:: DISCUSSION
# [HELP] iPod touch -> SummerBoard



## lov17 (5 Juillet 2008)

Bonjour à tous,

Voilà j'ai Jailbreaké mon iPod touch 16 Go 1.1.4
J'arrive un peu à me servir de "Installer"
Mais le problême est SummerBoard je l'ai installé
pour pouvoir modifier le fond d'écran derrière les icones
et modifier le Dock des icones du bas mais il ne veut rien savoir.

voici mes question : 

- Est ce que quelqu'un peut me dire comment je dois faire pour que Summerboard me change mon Dock et mon fond d'écran ?

- Quelqu'un sait-il ou je peux trouver le "Dock" qui reflette les 4 icones ( comme sur l'iPhone ) ?

- ( Hors sujet ) Ou puis-je trouver un site ou quelque chose comme sa qui traduit toutes les applications de "Installer" ?


Merci


----------



## Macuserman (10 Juillet 2008)

Je me souviens bien de SummerBoard...

Pour cause; ça a jamais voulu savoir quoi que ce soit...
Pour la démarche pour le Dock, c'est dans le menu "Réglages".
Il faut fouiller...

Maintenant, tu as des applis bien plus sympa que SB pour ton Touch...desinstalle-là, en plus avec 2.0, je ne vois plus aucun intérêt de jailbreaker...

Penses-y.


----------
::::
:: DONNÉES AFFICHÉES
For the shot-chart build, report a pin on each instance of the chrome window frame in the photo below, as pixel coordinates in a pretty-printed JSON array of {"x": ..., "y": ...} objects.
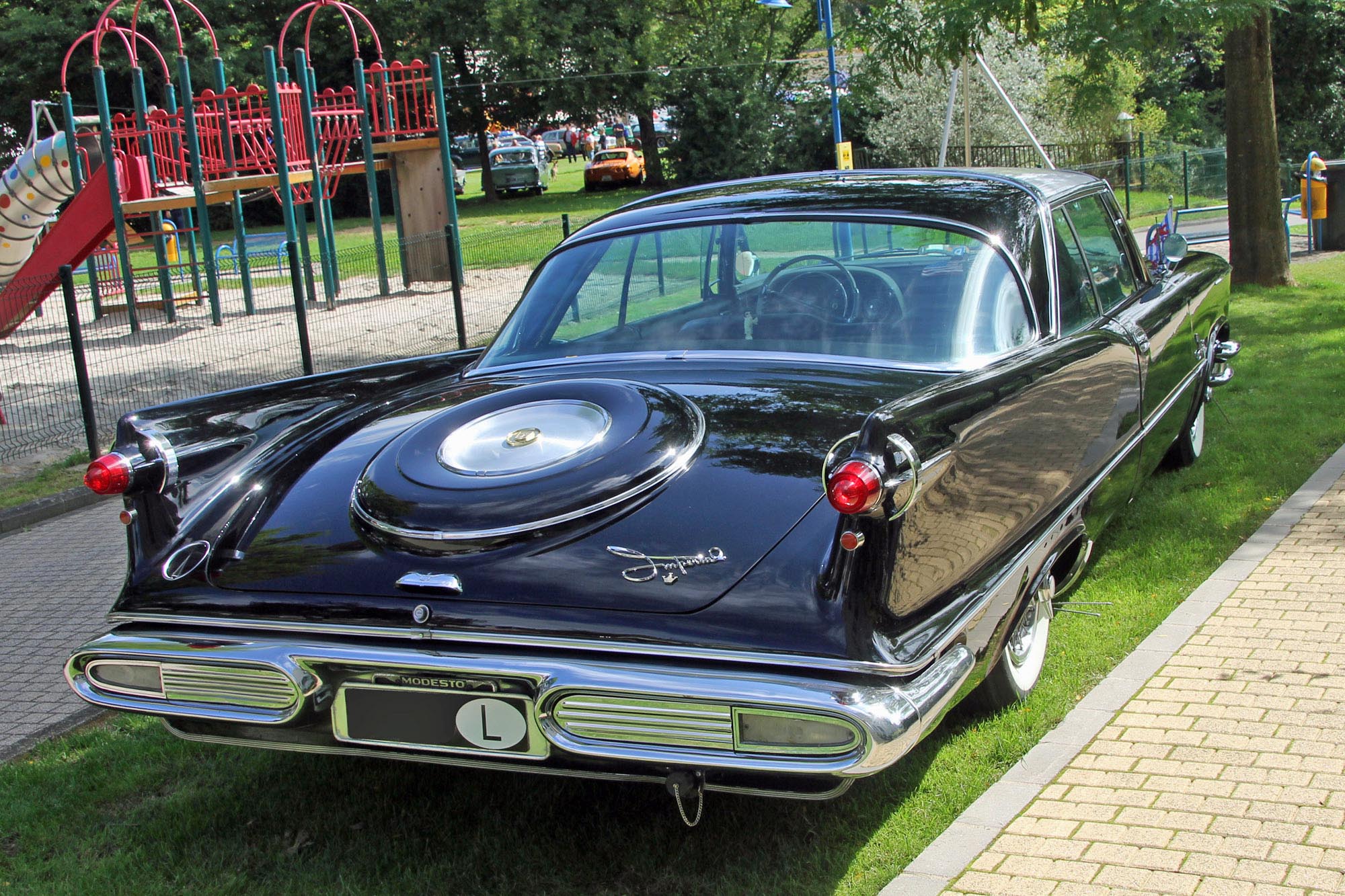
[{"x": 991, "y": 240}]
::::
_CONSIGNE_:
Recopiez le passage de la discussion qui va de « - ( Hors sujet » jusqu'à « bien de SummerBoard... » inclus, en remplaçant « Installer » par « Cydia ».

_CORRIGÉ_:
- ( Hors sujet ) Ou puis-je trouver un site ou quelque chose comme sa qui traduit toutes les applications de "Cydia" ?


Merci


----------



## Macuserman (10 Juillet 2008)

Je me souviens bien de SummerBoard...